**TASK STATEMENT:** Pick out every line of the listing that contains the word "trees", and copy each one.

**LISTED RECORDS:**

----------

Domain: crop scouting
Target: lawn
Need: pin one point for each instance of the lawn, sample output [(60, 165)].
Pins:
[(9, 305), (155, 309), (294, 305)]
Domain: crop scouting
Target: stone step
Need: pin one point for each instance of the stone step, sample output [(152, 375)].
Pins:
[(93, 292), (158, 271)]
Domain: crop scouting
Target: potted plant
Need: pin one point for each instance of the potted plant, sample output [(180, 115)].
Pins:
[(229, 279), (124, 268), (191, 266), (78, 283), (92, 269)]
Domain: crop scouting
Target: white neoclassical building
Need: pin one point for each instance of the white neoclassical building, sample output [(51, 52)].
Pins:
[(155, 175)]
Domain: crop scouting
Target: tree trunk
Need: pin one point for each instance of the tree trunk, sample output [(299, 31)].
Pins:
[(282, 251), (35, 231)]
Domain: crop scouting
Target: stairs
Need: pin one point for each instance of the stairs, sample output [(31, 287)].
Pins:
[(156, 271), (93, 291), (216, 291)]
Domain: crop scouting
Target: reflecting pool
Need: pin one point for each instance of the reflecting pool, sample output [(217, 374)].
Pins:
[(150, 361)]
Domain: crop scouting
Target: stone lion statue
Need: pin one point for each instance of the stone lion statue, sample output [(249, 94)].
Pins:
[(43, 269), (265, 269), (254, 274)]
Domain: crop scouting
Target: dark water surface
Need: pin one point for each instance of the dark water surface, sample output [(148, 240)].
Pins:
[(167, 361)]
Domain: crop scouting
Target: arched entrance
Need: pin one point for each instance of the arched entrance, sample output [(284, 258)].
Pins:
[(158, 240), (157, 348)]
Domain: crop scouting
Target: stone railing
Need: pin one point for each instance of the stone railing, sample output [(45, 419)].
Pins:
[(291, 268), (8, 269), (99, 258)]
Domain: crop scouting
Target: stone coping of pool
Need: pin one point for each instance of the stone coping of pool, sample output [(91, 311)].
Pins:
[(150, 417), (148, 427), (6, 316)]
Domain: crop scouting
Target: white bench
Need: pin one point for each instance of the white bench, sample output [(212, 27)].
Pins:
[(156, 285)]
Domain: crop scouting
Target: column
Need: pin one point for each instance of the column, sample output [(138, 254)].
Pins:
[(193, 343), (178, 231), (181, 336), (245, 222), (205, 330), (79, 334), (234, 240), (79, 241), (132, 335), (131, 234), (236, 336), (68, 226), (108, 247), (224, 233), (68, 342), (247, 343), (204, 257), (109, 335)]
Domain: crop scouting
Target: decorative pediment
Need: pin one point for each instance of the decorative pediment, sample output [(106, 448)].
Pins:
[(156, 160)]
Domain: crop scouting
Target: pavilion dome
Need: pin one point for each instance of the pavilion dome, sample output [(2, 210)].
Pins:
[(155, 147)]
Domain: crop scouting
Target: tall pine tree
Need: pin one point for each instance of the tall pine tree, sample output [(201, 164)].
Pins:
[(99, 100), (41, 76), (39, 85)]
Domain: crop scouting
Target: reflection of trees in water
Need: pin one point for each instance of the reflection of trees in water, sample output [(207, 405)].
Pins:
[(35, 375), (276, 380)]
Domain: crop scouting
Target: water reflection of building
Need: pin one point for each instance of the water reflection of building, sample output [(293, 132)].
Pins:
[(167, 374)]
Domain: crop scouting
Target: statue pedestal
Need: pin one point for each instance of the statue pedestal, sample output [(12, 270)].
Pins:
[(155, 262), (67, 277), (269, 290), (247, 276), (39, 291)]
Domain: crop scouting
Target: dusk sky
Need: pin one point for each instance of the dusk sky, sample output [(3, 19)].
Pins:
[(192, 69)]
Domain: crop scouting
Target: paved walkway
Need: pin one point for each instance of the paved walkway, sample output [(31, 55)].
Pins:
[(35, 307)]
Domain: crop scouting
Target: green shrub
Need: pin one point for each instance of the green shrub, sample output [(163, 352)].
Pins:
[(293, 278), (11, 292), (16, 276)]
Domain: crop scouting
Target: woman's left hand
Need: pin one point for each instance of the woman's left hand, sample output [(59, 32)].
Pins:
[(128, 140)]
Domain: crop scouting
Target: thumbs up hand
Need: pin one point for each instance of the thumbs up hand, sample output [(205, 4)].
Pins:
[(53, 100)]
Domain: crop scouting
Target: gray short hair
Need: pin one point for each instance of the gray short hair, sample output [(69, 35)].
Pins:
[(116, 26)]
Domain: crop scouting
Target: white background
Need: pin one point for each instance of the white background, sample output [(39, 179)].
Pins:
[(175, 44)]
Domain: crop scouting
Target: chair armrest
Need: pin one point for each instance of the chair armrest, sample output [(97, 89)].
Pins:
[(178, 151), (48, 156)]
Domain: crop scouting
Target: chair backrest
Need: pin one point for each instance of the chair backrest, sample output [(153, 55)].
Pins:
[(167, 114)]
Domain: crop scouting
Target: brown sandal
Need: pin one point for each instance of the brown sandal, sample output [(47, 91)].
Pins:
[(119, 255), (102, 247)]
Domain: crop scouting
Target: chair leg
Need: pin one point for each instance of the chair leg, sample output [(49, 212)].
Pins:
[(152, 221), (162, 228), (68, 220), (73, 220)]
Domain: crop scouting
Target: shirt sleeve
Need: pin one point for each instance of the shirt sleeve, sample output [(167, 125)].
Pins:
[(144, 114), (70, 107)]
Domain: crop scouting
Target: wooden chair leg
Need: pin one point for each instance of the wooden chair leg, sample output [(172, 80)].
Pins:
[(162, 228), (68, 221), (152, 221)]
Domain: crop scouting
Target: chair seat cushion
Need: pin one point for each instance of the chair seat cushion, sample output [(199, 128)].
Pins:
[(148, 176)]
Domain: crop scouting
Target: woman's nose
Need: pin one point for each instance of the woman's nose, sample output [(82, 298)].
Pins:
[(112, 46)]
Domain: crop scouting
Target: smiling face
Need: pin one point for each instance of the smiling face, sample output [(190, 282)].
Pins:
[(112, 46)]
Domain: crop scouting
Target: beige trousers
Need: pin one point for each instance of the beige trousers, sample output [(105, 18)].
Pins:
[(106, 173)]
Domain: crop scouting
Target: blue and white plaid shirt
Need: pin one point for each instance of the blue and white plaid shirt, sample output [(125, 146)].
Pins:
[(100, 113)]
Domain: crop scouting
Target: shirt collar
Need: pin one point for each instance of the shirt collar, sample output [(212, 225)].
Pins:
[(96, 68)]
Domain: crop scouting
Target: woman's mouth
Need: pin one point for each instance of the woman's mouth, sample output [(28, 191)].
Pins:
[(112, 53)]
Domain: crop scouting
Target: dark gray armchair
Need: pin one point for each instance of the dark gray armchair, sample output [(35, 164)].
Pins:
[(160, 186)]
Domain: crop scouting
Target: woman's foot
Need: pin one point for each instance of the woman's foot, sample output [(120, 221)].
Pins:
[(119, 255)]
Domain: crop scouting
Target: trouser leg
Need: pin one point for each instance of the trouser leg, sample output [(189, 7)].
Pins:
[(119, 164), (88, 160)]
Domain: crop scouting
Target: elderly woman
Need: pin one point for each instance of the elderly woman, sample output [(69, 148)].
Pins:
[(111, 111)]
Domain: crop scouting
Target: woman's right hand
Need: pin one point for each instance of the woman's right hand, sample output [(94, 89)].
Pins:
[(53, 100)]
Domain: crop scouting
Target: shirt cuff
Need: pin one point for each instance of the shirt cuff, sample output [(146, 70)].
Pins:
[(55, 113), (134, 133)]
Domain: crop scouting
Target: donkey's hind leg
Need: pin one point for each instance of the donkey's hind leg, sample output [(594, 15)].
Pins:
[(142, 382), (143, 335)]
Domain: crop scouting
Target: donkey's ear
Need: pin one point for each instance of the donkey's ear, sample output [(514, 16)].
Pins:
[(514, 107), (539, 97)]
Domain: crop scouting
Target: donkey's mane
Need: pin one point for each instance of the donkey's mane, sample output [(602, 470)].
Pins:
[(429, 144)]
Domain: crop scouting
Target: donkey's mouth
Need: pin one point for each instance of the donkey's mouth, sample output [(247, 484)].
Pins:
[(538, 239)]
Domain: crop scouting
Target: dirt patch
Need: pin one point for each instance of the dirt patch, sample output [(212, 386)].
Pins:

----------

**ANSWER:**
Target: reflection of trees in water
Need: pin one point for each instance of the reflection of trees in water, sample output [(207, 405)].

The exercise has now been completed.